Given records >>
● ● ●

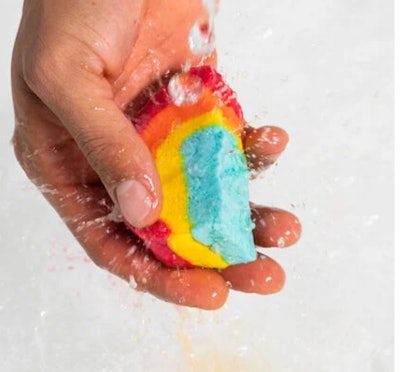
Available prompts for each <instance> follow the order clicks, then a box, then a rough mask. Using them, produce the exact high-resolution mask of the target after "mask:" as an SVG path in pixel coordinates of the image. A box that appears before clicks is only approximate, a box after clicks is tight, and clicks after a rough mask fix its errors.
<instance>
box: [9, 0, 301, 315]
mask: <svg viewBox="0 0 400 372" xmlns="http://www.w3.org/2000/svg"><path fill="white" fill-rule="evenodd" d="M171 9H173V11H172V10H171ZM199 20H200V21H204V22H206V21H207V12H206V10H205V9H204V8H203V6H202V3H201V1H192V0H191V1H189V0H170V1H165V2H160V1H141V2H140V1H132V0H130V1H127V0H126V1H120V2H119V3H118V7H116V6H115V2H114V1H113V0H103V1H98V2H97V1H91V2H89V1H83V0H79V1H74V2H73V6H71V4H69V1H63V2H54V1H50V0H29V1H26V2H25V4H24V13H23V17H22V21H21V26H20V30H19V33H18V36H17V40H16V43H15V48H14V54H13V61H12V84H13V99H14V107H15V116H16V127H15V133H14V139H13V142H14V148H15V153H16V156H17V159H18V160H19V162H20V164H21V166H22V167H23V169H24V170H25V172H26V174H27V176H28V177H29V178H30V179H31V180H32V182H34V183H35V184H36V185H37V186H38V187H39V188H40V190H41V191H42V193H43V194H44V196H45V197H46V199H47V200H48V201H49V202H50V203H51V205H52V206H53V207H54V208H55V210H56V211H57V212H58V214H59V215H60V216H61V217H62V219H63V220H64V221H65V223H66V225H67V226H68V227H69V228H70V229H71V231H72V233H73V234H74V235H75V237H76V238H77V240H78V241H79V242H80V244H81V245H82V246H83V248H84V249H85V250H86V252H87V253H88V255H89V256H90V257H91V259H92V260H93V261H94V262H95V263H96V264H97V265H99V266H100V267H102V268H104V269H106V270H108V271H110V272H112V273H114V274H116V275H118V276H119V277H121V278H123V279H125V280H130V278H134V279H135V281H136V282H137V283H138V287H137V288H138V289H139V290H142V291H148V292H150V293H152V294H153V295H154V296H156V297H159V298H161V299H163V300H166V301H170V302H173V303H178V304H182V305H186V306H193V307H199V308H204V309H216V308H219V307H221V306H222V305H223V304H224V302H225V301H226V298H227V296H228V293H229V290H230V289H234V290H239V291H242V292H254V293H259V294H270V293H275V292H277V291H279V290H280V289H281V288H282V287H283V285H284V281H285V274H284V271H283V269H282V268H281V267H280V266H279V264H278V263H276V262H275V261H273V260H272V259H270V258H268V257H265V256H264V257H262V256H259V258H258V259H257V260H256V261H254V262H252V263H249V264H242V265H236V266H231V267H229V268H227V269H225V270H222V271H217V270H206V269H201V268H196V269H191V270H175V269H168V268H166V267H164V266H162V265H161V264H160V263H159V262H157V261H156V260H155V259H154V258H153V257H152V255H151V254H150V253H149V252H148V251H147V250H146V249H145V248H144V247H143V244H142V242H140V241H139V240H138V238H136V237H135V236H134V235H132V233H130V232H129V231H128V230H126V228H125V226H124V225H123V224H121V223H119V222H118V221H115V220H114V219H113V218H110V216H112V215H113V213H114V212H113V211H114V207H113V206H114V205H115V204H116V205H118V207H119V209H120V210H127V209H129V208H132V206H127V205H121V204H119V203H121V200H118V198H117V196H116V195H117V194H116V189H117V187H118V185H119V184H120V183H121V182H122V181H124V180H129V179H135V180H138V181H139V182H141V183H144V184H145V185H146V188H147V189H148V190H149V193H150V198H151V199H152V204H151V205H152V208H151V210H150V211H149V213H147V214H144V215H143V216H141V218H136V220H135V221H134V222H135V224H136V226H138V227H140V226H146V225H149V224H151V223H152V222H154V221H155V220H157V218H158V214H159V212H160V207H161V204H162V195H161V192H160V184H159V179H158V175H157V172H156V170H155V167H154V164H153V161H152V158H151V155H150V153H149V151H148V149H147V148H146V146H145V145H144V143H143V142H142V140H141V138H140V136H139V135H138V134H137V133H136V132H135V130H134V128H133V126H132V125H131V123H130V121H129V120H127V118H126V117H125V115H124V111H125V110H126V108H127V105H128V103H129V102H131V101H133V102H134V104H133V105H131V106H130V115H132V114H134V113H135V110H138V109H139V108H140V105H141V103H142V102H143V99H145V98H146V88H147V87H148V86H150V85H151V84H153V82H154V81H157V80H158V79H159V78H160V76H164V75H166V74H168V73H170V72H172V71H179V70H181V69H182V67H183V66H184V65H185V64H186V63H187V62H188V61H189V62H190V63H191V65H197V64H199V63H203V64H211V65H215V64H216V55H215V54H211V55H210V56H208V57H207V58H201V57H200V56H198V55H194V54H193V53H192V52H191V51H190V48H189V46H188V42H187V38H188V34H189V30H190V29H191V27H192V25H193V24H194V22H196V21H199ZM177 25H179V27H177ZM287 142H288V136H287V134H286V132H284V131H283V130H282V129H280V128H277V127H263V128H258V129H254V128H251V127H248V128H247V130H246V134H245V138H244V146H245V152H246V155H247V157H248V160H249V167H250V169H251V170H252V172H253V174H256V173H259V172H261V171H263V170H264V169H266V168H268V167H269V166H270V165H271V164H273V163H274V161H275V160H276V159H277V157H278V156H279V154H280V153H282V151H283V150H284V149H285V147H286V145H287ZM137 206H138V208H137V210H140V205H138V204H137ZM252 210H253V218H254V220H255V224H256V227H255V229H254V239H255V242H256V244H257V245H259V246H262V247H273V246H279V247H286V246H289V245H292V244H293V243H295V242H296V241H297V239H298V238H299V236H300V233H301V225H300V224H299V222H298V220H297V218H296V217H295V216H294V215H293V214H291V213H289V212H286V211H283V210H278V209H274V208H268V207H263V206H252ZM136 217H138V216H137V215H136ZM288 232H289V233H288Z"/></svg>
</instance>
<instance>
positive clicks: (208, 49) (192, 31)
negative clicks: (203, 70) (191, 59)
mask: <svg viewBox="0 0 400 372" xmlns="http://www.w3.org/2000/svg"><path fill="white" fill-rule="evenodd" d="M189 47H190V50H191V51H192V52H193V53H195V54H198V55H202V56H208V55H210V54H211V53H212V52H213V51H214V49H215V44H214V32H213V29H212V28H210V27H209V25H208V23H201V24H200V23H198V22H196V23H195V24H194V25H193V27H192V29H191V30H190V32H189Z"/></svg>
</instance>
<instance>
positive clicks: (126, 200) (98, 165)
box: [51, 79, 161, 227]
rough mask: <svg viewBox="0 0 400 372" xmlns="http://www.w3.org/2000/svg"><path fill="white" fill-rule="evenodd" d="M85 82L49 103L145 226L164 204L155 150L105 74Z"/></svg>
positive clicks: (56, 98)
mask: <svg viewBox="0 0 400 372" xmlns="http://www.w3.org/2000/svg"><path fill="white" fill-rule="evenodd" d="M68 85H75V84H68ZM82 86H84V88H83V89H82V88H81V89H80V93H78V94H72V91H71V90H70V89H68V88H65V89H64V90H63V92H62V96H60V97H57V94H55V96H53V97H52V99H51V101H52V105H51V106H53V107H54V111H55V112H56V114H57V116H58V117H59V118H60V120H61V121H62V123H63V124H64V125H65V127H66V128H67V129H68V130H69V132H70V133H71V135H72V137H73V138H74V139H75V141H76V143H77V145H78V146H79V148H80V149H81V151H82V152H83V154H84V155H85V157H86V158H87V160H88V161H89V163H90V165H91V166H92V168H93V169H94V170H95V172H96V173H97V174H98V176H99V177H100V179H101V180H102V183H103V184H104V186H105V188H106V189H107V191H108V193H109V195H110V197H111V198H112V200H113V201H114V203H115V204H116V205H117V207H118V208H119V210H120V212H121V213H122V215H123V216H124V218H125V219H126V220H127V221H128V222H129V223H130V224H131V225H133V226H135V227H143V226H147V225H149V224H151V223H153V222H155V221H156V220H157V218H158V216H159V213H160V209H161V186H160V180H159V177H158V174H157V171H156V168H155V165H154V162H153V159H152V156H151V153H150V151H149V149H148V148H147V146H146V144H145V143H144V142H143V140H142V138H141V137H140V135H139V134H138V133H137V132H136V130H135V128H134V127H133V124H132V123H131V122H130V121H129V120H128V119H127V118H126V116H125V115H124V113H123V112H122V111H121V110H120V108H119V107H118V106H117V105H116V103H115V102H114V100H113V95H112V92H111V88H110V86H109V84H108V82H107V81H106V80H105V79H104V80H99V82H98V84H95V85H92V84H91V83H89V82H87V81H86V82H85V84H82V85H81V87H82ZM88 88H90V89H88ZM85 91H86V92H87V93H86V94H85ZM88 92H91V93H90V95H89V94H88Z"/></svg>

● ● ●

About this task >> Starting at the beginning of the items and going on through the line with "box: [9, 0, 301, 315]", write those lines out again with "rough mask" changed to "coarse mask" and nothing else altered. Give only those lines, and omit the picture.

Exercise output >>
Available prompts for each <instance> follow the order clicks, then a box, then a coarse mask. Using them, produce the exact high-resolution mask of the target after "mask:" as an SVG path in pixel coordinates of the image. A box that appears before clicks is only approximate, a box after clicks is tight, and clicks after a coarse mask fix its errors.
<instance>
box: [9, 0, 301, 315]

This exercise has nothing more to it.